§ **TASK TO COMPLETE**
Would you return all of this data exactly, leaving nothing out?

Named object pointing entries:
....
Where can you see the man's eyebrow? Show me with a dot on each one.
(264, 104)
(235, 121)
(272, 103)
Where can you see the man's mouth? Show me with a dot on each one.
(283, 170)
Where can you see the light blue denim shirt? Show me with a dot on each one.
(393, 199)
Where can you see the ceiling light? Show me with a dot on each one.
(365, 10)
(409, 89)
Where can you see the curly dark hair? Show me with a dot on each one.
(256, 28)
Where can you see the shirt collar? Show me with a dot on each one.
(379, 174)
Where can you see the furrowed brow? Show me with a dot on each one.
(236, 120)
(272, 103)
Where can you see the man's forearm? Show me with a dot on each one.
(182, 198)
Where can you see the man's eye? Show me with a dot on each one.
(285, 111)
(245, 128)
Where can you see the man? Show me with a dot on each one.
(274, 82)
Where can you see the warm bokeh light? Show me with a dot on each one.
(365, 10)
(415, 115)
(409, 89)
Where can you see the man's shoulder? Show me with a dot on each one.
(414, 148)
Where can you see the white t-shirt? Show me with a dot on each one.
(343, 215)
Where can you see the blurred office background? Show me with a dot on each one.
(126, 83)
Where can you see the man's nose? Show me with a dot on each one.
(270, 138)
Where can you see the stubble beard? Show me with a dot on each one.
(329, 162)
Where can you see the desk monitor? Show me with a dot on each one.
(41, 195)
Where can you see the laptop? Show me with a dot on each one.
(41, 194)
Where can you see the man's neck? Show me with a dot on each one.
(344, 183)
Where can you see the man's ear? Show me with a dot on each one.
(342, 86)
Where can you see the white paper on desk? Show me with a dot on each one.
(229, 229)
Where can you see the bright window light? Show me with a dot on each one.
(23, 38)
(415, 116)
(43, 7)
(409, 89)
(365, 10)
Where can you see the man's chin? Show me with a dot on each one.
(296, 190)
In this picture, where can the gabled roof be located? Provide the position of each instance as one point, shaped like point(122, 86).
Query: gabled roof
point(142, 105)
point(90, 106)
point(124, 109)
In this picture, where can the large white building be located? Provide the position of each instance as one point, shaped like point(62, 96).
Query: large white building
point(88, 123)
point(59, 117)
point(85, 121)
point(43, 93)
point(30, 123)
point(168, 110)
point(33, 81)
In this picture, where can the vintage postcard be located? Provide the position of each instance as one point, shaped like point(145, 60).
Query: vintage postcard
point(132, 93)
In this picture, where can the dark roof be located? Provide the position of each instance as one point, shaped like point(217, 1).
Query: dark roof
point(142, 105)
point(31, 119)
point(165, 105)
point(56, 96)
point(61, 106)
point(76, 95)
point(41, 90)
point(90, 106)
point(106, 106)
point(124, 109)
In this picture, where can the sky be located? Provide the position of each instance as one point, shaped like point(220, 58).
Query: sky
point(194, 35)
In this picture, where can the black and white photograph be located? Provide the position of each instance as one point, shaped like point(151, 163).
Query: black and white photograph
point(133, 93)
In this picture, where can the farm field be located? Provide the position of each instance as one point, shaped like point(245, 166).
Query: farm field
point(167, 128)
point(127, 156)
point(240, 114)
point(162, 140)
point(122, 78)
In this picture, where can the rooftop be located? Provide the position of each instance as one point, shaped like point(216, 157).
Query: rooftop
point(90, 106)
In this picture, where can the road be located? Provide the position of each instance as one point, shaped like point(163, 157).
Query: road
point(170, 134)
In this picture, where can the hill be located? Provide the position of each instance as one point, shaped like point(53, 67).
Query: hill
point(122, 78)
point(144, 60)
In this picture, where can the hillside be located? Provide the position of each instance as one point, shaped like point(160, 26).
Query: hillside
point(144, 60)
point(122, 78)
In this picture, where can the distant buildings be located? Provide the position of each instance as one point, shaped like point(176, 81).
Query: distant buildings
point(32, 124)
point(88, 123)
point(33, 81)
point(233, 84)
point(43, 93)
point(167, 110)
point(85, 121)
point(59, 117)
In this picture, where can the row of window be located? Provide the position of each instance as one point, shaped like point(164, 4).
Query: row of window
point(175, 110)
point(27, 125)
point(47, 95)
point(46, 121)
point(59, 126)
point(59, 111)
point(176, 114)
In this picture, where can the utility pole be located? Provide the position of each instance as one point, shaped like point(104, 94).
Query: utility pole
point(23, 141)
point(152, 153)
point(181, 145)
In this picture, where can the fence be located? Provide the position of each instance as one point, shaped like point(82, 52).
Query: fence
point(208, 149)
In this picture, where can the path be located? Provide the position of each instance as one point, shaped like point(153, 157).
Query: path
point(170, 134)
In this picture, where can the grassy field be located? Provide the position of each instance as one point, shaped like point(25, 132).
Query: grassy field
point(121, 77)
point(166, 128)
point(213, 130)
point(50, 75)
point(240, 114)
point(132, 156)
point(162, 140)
....
§ **REPLY**
Where can you see the man's eyebrow? Show me with a dot on each one.
(264, 104)
(235, 121)
(272, 103)
Where can you see the man's mouth? Show me with a dot on each one.
(283, 170)
Where can you see the light blue denim shirt? Show me with a dot on each one.
(393, 199)
Where can you see the ceiling light? Show me with a dot on each one.
(365, 10)
(409, 89)
Where can you see the curly dark hair? Show me with a dot on each one.
(256, 28)
Where can you see the shirt collar? Show me with a dot on each one.
(379, 174)
Where can you see the furrowed brow? Show me with a dot on each one.
(236, 120)
(272, 103)
Where can you see the man's forearm? Show me with a dot on each one.
(182, 198)
Where can you see the man's eye? Show me with a dot on each one.
(285, 111)
(245, 128)
Where can you see the man? Show me with a dot on each one.
(274, 82)
Where can you see the warm bokeh light? Show me with a dot on each one.
(365, 10)
(415, 115)
(409, 89)
Where can you see the man's shoulder? Show me with a dot on each one.
(414, 148)
Where can you see the white t-shirt? Show me with a dot on each one.
(343, 215)
Where can you see the blurred office background? Show me with a dot on each one.
(126, 83)
Where can you see the man's nose? Show me with a dot on each one.
(270, 138)
Where can you see the stubble beard? Show me with a dot on each one.
(329, 162)
Where can you see the desk monitor? Show me with a dot on each one.
(41, 195)
Where can you see the laptop? Show me with a dot on each one.
(41, 194)
Where can you see the man's neck? Show me with a dot on each one.
(344, 183)
Where can you see the man's ear? Show me with a dot on each one.
(342, 86)
Where can you see the white paper on desk? Show me with a dot on each one.
(229, 229)
Where can you see the bright window light? Show me with a dot on each one.
(23, 38)
(415, 116)
(43, 7)
(409, 89)
(365, 10)
Where can you see the man's chin? Show me with a dot on each one.
(296, 190)
In this picture, where can the gabled roof be located? Provide the position of each instance as one point, shaped like point(122, 86).
Query: gabled roof
point(142, 105)
point(90, 106)
point(124, 109)
In this picture, where can the large white building be located? Provide the position of each instance as one point, shaped like point(62, 96).
Query: large white building
point(88, 123)
point(59, 117)
point(85, 121)
point(43, 93)
point(30, 123)
point(168, 110)
point(33, 81)
In this picture, where can the vintage postcard be located? Provide the position of each instance as one point, shaped like point(145, 60).
Query: vintage postcard
point(132, 93)
In this picture, where can the dark roof be located? Provide the position of each instance as one point, shaped like point(217, 1).
Query: dark roof
point(142, 105)
point(31, 119)
point(165, 105)
point(56, 96)
point(61, 106)
point(76, 95)
point(41, 90)
point(90, 106)
point(106, 106)
point(124, 109)
In this picture, where can the sky be located? Provide the position of each instance as one point, shaped like point(220, 58).
Query: sky
point(194, 35)
In this picture, where can the black and white photograph be located? Provide the position of each instance as one point, shaped like point(151, 163).
Query: black and white photograph
point(133, 93)
In this picture, where can the farm field be located? Provide the position of each instance as one point, shaped like point(245, 166).
Query: farm field
point(167, 128)
point(127, 156)
point(240, 114)
point(162, 140)
point(122, 78)
In this picture, where can the rooftop be located? Provide the position of each instance as one point, shaped like point(216, 157).
Query: rooftop
point(90, 106)
In this picture, where can the road be located? Provide the position of each instance as one point, shaped like point(163, 157).
Query: road
point(170, 134)
In this picture, where can the hill be located? Provide the position of each instance as one point, shaped like point(53, 67).
Query: hill
point(122, 78)
point(144, 60)
In this picture, where can the hillside be located? Provide the position of each instance as one point, shaped like point(160, 26).
Query: hillside
point(144, 60)
point(122, 78)
In this picture, where can the distant buildings be located? Provide the position of each instance as one point, shaped like point(176, 81).
Query: distant buildings
point(32, 124)
point(88, 123)
point(33, 81)
point(233, 84)
point(43, 93)
point(167, 110)
point(85, 121)
point(59, 117)
In this picture, where can the row of window be located? Provide the position of each instance as one point, shaped like point(164, 4).
Query: row of window
point(175, 110)
point(27, 125)
point(47, 95)
point(46, 121)
point(59, 126)
point(59, 111)
point(176, 114)
In this picture, where can the utility pole be located? Provide the position of each instance as one point, shaped like point(104, 94).
Query: utility pole
point(23, 141)
point(152, 153)
point(181, 145)
In this picture, where can the fence be located? Provide the position of each instance as one point, shaped like point(82, 52).
Query: fence
point(208, 149)
In this picture, where can the path be located? Provide the position of each instance as one point, shaped like point(153, 157).
Query: path
point(170, 134)
In this picture, where can the grassy field be located? Provide the position of each instance as one point, shaped like point(25, 132).
Query: grassy field
point(121, 77)
point(166, 128)
point(213, 130)
point(50, 75)
point(240, 114)
point(132, 156)
point(162, 140)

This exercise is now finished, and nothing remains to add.